EXTRACT TO READ:
────────

In contrast, deep learning models, such as graph neural networks (GNNs), offer end-to-end predictions and naturally preserve physical symmetries such as translation, rotation, and reflection. These points make them well-suited for representing atomic-scale interactions without the need for extensive feature engineering. Despite their advantages, deep-learning models typically require vast datasets (e.g., often amounting to millions of data frames) for a single HEEC system. Moreover, because the majority of compositions within the HEEC space exhibit unsatisfactory catalytic activity, exhaustive sampling remains highly inefficient. These limitations underscore the importance of learning strategies that prioritize high-value compositions rather than indiscriminate data generation. Furthermore, active learning (AL), which strategically selects the most informative data points to label, has demonstrated potential in reducing data demands while maintaining model accuracy. The AL approach has shown effectiveness in HEA development. Nevertheless, the AL approach scenarios in the field of HEEC remain limited.

Accordingly, there is a need for a targeted, data-efficient framework that integrates active learning with deep graph-based models to rapidly identify electrocatalyst compositions

It is an objective of the present invention to provide systems and methods to address the aforementioned shortcomings and unmet needs in the state of the art.

In the present invention, an efficient active graph learning strategy is introduced, which autonomously requests training data during iterative active learning loops. The framework integrates atomic graph attention networks (AGAT), conditional generative adversarial networks (CGAN), and k-nearest neighbors (KNN) models into the active learning process. Prior studies have demonstrated that high-entropy electrocatalysts (HEECs) composed of Ni, Co, Fe, Pd, and Pt exhibit high oxygen reduction activity, making the proposed system a representative model for investigating the hydrogen evolution reaction (HER), a benchmark for electrocatalytic performance.

Furthermore, the evolution of datasets generated by the CGAN model is examined, revealing that the proposed framework achieves high HER activity with substantially smaller datasets while maintaining predictive accuracy. Five HEEC compositions with superior HER performance are identified through this process. Experimental validation confirms the catalytic activity of the recommended candidates. Owing to its modular design, the proposed approach can be readily extended to the prediction of other catalytic reactions on HEA systems in both computational and experimental settings.

────────

INFORMATION PROVIDED:
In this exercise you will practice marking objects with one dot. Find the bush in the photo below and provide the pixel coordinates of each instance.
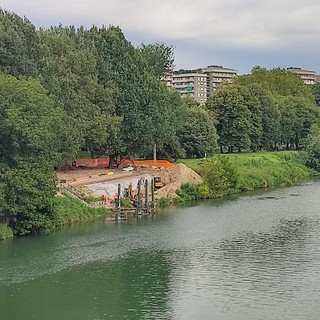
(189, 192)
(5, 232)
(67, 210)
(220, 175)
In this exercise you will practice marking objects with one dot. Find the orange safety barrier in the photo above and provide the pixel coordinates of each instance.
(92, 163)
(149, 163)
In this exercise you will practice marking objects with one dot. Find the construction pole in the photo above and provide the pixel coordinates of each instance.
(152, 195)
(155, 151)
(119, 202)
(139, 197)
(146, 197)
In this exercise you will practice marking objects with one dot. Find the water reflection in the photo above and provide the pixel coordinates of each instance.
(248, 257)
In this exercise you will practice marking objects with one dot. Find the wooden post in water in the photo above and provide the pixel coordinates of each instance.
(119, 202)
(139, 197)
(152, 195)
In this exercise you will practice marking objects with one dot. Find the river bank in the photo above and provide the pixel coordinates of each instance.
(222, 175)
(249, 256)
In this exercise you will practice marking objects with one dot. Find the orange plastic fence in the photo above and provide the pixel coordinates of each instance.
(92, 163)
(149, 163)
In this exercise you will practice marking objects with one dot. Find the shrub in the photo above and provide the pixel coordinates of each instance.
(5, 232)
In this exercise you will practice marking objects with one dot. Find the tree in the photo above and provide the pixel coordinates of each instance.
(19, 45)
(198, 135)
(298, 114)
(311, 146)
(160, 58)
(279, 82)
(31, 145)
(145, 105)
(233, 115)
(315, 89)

────────

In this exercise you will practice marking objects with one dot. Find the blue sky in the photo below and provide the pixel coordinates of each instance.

────────

THE TASKS:
1. According to the passage on electrocatalyst discovery, which three models does the framework integrate into the active learning process?
2. Extend the passage on electrocatalyst discovery with the next paragraph after its final sentence.
The lines above are separate from the passage on electrocatalyst discovery.

ANSWERS BY TASK:
1. Atomic graph attention networks (AGAT), conditional generative adversarial networks (CGAN), and k-nearest neighbors (KNN) models.

2.
In accordance with a first aspect of the present invention, a system for optimizing high-entropy electrocatalyst compositions through active learning combined with deep generative graph models is provided. The system includes a density functional theory (DFT) dataset generation module, an AGAT training module, a high-throughput prediction module, a CGAN generation module, a validation and augmentation module, a composition classification module, and a coordination module. The DFT dataset generation module is configured to generate and update a DFT database of atomic structures via spin-polarized DFT calculations. The AGAT training module is configured to receive a DFT dataset from the DFT database and train at least one A GAT model that integrates translation, rotation, and permutation invariance. The high-throughput prediction module is configured to apply the trained AGAT model to predict HER activity for newly appended compositions selected from a dynamically updated formula list, thereby generating predicted compositions and their associated hydrogen adsorption free energy values. The CGAN generation module is configured to receive the predicted compositions and the associated hydrogen adsorption free energy values from the high-throughput prediction module, to train multiple CGAN models conditioned on the predicted hydrogen adsorption free energy values, and to generate a plurality of hypothetical compositions using selected CGAN generator models. The validation and augmentation module is configured to perform high-throughput DFT simulations on a selected subset of the generated hypothetical compositions to produce updated labeled datasets. The composition classification module is configured to categorize the hypothetical compositions resulting from DFT validation performed by the validation and augmentation module using a KNN model, and to append classification results to the formula list for use in subsequent active learning iterations. The coordination module is configured to orchestrate interactions among DFT dataset generation module, A GAT training module, high-throughput prediction module, CGAN generation module, validation and augmentation module, and composition classification module and to control the number of the active learning iterations.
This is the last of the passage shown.